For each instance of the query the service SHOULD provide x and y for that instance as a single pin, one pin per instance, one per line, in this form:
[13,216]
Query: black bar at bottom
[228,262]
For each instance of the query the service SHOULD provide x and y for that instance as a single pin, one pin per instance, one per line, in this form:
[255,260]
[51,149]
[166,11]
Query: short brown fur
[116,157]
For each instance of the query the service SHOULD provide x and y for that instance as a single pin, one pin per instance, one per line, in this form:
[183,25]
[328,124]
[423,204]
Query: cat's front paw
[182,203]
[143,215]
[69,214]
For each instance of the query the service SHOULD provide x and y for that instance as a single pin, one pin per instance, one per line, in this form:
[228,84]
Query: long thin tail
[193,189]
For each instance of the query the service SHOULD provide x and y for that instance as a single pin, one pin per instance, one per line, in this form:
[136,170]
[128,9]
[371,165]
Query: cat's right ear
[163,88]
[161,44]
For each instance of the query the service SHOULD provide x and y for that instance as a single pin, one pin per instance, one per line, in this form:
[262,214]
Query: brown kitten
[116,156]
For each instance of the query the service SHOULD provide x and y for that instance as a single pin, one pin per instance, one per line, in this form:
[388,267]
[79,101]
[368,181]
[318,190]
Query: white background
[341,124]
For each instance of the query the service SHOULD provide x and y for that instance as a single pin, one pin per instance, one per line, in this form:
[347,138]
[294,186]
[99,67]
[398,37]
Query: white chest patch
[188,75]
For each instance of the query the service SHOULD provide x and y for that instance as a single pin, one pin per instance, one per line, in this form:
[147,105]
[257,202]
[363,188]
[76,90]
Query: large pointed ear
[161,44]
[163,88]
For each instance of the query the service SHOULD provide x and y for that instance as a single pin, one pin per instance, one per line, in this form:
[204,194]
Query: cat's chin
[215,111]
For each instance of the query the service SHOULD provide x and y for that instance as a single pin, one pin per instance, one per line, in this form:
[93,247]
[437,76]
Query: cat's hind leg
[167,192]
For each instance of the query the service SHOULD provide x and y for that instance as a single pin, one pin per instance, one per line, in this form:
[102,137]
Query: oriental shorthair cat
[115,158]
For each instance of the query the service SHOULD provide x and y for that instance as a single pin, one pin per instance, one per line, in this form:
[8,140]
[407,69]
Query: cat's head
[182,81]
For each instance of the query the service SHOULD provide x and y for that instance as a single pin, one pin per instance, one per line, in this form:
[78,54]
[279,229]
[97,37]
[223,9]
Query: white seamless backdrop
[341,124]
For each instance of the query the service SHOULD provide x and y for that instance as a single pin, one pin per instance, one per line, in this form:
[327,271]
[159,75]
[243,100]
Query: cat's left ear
────
SET EXERCISE – Write out all the records above again, exactly as they stand.

RESULT OF THIS TASK –
For each instance of the query the service SHOULD provide x and y for that instance as a single pin, one pin per instance, one per line, in this form:
[13,216]
Query: black bar at bottom
[228,262]
For each instance of the query the service SHOULD provide x and y for that instance as a single pin, one pin per instance, one per line, in this form:
[255,260]
[51,149]
[166,11]
Query: short brown fur
[116,157]
For each instance of the query the service SHOULD provide x and y for that instance as a single pin, one pin per instance, one per line, in this form:
[183,25]
[328,124]
[423,204]
Query: cat's front paw
[182,203]
[143,215]
[69,214]
For each instance of the query the service SHOULD provide x and y for that instance as a single pin, one pin per instance, one per line, in this form:
[228,84]
Query: long thin tail
[193,189]
For each instance of the query the service SHOULD provide x and y for that instance as a single pin, one pin per instance, one per line, in this form:
[136,170]
[128,9]
[371,165]
Query: cat's right ear
[163,88]
[161,44]
For each instance of the query the service SHOULD provide x and y for that instance as a single pin, one pin per instance, one per line, in this form:
[262,214]
Query: brown kitten
[116,156]
For each instance of the query the service SHOULD provide x and y for that instance as a single pin, one pin per instance, one per line, in this form:
[388,267]
[79,101]
[368,181]
[318,190]
Query: white background
[341,124]
For each instance of the query the service SHOULD provide x and y for that instance as a single pin, one pin per instance, one per line, in this form:
[347,138]
[294,186]
[99,67]
[398,37]
Query: white chest patch
[188,75]
For each instance of the query the service SHOULD provide x and y for that instance as a single pin, one pin per instance, one per line, in this form:
[147,105]
[257,202]
[363,188]
[76,90]
Query: large pointed ear
[161,44]
[163,88]
For each instance of the query the service SHOULD provide x and y for that instance as a single pin, one pin per instance, one per line, in this form:
[204,194]
Query: cat's chin
[215,111]
For each instance of the query the service SHOULD provide x and y for that instance as a single pin, one pin per instance, one per line, in this form:
[93,247]
[437,76]
Query: cat's hind leg
[167,192]
For each instance of the query the service SHOULD provide x and y for that instance as a single pin, one pin per instance, one per line, in this form:
[102,137]
Query: oriental shorthair cat
[115,158]
For each instance of the query the service SHOULD provide x and y for that instance as a single pin, one pin per instance, one per line, in this form:
[8,140]
[407,69]
Query: cat's head
[182,81]
For each instance of the query the service SHOULD provide x and y for that instance as a single pin, one pin per instance, one per line, in this form:
[78,54]
[279,229]
[97,37]
[223,9]
Query: white seamless backdrop
[341,124]
For each instance of the query the service SHOULD provide x and y for that instance as a single pin, one pin per instance, one per line, in this form:
[327,271]
[159,75]
[243,100]
Query: cat's left ear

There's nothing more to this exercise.